-- start Material for the task --
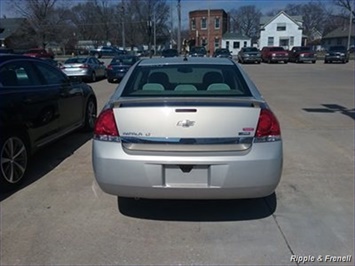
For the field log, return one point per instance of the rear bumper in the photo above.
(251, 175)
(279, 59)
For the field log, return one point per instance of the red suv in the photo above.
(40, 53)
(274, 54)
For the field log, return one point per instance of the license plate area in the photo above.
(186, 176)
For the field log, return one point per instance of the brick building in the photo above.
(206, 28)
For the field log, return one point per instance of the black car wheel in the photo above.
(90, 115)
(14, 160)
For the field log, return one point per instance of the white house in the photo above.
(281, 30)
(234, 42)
-- end Material for the task --
-- start Material for the task --
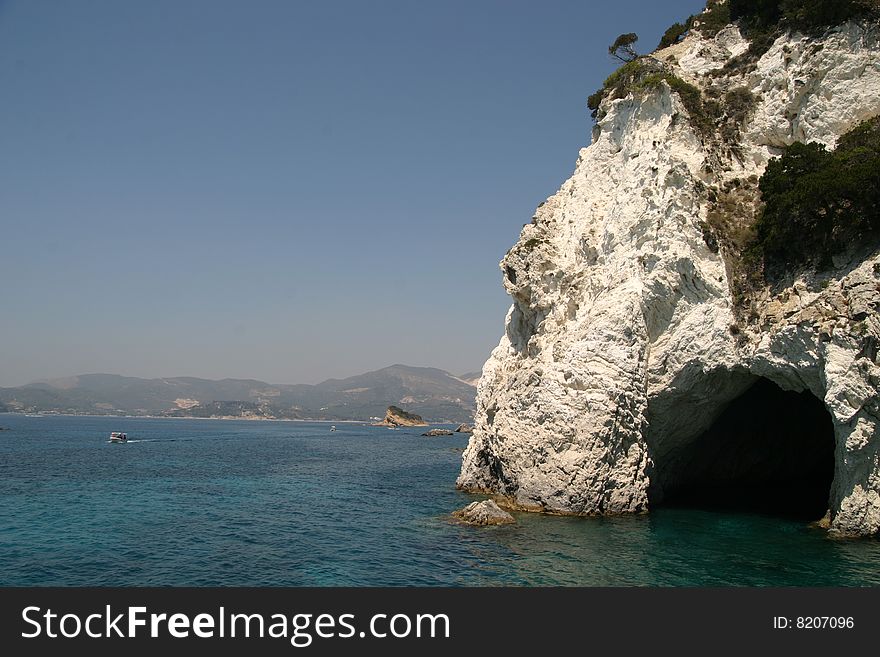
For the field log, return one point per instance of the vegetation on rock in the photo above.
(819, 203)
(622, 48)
-- end Material for the task --
**Your goal**:
Report each line of the records above that contains the word "field", copying every such line in full.

**Answer**:
For the field log, return one point per instance of the rear bumper in the photo above.
For the field log, return one point per instance of the red suv in the photo above.
For the field log, return one point per instance of the license plate area in the photo above.
For the field log, return one point per instance of the brick building in the photo above.
For the field log, return one point per instance of the black car wheel in the photo above.
For the field log, return one point per instance of the white house in the photo above.
For the field log, return one point per instance of the vegetation on rock in the photo above.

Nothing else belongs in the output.